• _Trecho do texto_
Amor Perigoso

“Não terás outros deuses diante de Mim.”
(Êxodo 20:3)

O Primeiro Mandamento
por Loron Wade
– Parece que você não entende, Jaqueline. É o seu futuro, a sua vida, que está em jogo!
– Não, papai. É o senhor que não entende. Faz tanto tempo que o senhor foi jovem que se esqueceu de como é. Estou dizendo que amo o Daniel. É isso que o senhor parece não entender.
Harry Williams olhou incredulamente para a filha. Então, com um suspiro, balançou a cabeça, como quem não compreende o que está ouvindo.
– Jaqueline, você precisa me ouvir.
– Não! Eu não vou ouvir ninguém. Só estou comunicando que, na próxima terça-feira, o juiz do primeiro cartório disponível no centro da cidade vai nos casar. Ou será que o senhor gostaria que a gente simplesmente saísse e juntasse os trapos?
Outro silêncio. Finalmente, Harry falou de novo, escolhendo as palavras com cuidado.

• _Linhas exibidas_
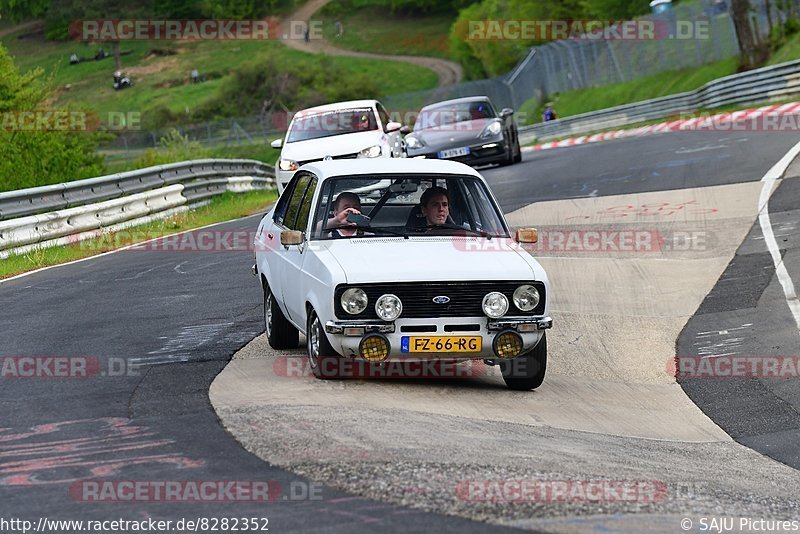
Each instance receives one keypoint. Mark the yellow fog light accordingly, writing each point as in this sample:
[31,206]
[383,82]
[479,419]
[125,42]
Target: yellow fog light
[507,344]
[374,348]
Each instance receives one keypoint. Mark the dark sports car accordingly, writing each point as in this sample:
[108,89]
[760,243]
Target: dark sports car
[468,130]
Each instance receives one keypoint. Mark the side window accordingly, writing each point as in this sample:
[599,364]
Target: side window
[305,206]
[280,209]
[384,116]
[293,205]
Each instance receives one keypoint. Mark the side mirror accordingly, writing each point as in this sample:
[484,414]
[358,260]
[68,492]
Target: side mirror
[393,126]
[527,235]
[292,237]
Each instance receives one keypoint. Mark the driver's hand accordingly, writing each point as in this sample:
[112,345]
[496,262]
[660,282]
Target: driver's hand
[341,217]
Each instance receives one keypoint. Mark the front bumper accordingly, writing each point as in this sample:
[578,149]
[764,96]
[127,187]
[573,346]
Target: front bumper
[346,336]
[492,151]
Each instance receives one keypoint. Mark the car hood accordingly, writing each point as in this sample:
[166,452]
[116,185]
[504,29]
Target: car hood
[464,131]
[335,145]
[394,259]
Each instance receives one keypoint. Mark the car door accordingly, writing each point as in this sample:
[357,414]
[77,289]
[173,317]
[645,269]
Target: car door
[293,283]
[269,252]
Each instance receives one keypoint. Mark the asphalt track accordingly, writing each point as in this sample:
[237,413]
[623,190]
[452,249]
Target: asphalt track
[179,317]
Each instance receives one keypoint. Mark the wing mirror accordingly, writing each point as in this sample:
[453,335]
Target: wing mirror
[527,235]
[292,237]
[393,126]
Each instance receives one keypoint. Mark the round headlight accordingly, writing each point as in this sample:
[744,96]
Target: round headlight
[354,301]
[388,307]
[526,297]
[495,304]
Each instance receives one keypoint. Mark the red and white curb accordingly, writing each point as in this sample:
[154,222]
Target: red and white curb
[783,117]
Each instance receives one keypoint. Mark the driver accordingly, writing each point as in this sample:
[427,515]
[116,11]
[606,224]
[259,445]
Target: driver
[435,205]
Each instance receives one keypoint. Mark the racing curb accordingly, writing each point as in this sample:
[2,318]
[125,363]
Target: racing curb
[717,122]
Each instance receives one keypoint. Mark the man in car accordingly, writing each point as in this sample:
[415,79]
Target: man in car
[435,205]
[345,204]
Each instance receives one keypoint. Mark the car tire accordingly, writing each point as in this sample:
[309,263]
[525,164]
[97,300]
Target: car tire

• _Instruções_
[1] Redigite, do trecho do texto, tudo o que vai de "O Primeiro Mandamento" até "precisa me ouvir.".
[2] Indique se cada afirmação abaixo está de acordo com o trecho do texto, respondendo sim ou não e citando literalmente as palavras que decidem a resposta: (a) A epígrafe é tirada de Êxodo 20:3. (b) Harry Williams é irmão de Jaqueline. (c) Jaqueline aceita ouvir o que o pai tem a dizer.

• _Respostas por item_
[1]
O Primeiro Mandamento
por Loron Wade
– Parece que você não entende, Jaqueline. É o seu futuro, a sua vida, que está em jogo!
– Não, papai. É o senhor que não entende. Faz tanto tempo que o senhor foi jovem que se esqueceu de como é. Estou dizendo que amo o Daniel. É isso que o senhor parece não entender.
Harry Williams olhou incredulamente para a filha. Então, com um suspiro, balançou a cabeça, como quem não compreende o que está ouvindo.
– Jaqueline, você precisa me ouvir.

[2]
(a) Sim: "(Êxodo 20:3)"
(b) Não: "Harry Williams olhou incredulamente para a filha."
(c) Não: "Não! Eu não vou ouvir ninguém."